Exercise description | When you reach the line containing "Query: tropical plant" in the entries below, please begin setting down lines exactly, stop only after the last one, and add nothing else.

*** Material supplied

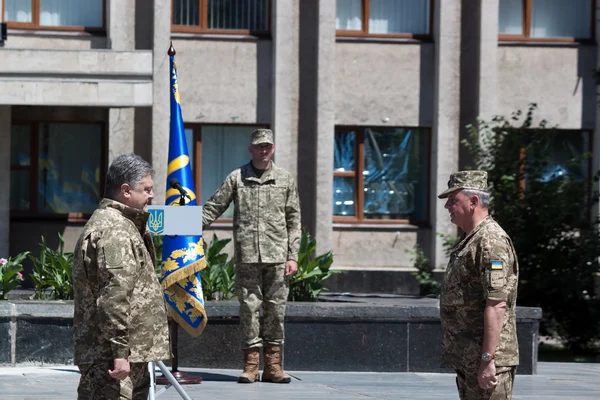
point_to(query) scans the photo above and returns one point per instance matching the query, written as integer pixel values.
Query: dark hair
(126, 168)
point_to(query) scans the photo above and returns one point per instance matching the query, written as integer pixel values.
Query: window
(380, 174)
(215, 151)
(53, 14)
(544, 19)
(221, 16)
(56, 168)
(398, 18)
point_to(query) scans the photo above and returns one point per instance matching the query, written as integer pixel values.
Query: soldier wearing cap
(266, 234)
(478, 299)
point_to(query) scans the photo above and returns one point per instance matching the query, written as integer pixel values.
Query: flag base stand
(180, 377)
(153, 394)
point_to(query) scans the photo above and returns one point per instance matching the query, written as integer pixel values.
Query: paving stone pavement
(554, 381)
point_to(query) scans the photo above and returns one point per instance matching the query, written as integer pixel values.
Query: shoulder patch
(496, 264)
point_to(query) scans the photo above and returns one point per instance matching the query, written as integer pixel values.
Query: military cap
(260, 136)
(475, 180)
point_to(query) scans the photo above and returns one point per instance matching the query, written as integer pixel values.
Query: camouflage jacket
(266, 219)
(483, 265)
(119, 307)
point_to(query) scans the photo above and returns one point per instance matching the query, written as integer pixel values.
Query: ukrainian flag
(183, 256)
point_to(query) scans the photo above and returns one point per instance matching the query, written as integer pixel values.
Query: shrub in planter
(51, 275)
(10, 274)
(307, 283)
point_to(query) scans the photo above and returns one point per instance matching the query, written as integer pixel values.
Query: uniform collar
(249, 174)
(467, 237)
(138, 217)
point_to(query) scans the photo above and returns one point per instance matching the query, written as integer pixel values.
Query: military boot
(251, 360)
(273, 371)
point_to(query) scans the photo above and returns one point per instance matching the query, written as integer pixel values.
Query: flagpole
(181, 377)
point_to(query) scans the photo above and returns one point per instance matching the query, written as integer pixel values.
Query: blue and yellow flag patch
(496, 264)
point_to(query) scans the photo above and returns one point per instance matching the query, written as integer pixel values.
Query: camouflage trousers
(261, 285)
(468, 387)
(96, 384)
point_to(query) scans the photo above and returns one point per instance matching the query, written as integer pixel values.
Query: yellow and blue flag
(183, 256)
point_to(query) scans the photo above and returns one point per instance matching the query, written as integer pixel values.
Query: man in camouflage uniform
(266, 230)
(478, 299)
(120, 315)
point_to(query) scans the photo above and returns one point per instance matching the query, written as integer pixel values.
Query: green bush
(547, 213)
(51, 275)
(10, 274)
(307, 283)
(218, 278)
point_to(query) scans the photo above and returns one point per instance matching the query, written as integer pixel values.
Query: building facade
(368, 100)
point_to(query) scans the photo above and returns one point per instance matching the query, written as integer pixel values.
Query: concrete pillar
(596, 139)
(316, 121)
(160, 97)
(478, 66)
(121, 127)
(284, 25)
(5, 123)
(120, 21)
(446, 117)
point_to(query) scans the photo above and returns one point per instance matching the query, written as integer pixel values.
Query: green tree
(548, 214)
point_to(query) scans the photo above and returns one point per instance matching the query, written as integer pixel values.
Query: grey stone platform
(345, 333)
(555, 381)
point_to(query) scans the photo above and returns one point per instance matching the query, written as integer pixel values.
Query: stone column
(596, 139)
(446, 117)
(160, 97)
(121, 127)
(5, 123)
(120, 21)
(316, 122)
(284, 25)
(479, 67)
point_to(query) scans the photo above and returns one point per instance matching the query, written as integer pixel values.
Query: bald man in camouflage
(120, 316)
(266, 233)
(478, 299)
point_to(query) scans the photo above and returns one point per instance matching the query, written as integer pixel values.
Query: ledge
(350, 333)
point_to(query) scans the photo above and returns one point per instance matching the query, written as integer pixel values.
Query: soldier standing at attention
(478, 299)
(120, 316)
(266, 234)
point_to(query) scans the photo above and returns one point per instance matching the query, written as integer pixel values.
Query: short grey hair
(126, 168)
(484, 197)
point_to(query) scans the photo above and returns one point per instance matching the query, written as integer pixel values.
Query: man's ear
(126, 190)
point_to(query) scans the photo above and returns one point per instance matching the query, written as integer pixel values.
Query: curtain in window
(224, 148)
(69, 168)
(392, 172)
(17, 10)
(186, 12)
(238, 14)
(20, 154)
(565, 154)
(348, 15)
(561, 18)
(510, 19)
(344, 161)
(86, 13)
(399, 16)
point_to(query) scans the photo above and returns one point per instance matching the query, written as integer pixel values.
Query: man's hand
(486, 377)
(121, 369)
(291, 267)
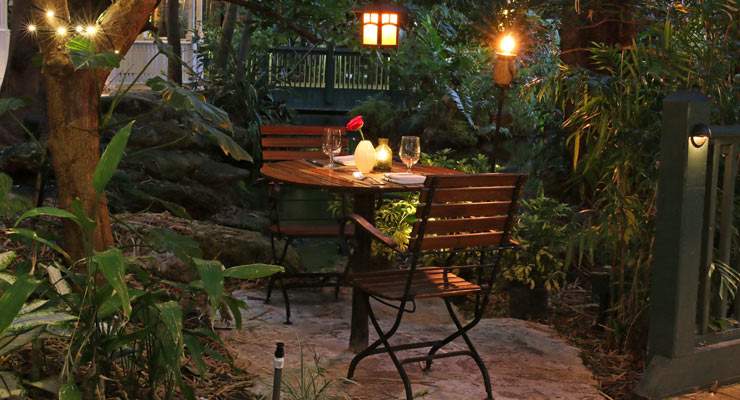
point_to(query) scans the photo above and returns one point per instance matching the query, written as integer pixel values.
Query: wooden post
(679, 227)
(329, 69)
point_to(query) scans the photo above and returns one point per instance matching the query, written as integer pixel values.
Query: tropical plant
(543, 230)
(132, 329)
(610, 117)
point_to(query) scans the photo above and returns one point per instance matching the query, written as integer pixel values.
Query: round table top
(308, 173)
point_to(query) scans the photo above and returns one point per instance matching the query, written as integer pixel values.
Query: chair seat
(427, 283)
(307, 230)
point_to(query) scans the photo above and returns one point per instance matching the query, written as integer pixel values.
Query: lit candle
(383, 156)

******

Task response |
Query: tropical plant
(543, 230)
(132, 329)
(610, 117)
point_to(query) scans the photo above and returns one point per instance matching the query, written as integer pixel values.
Query: round table top
(308, 173)
point_to(query) scans the photo above and returns one point per instance matching the query, written as integer pixel values.
Query: chair seat
(427, 283)
(307, 230)
point_to(query) scans the photo above and returns one point per instance matching the query, written as integer pixel values.
Query: lit candle
(383, 156)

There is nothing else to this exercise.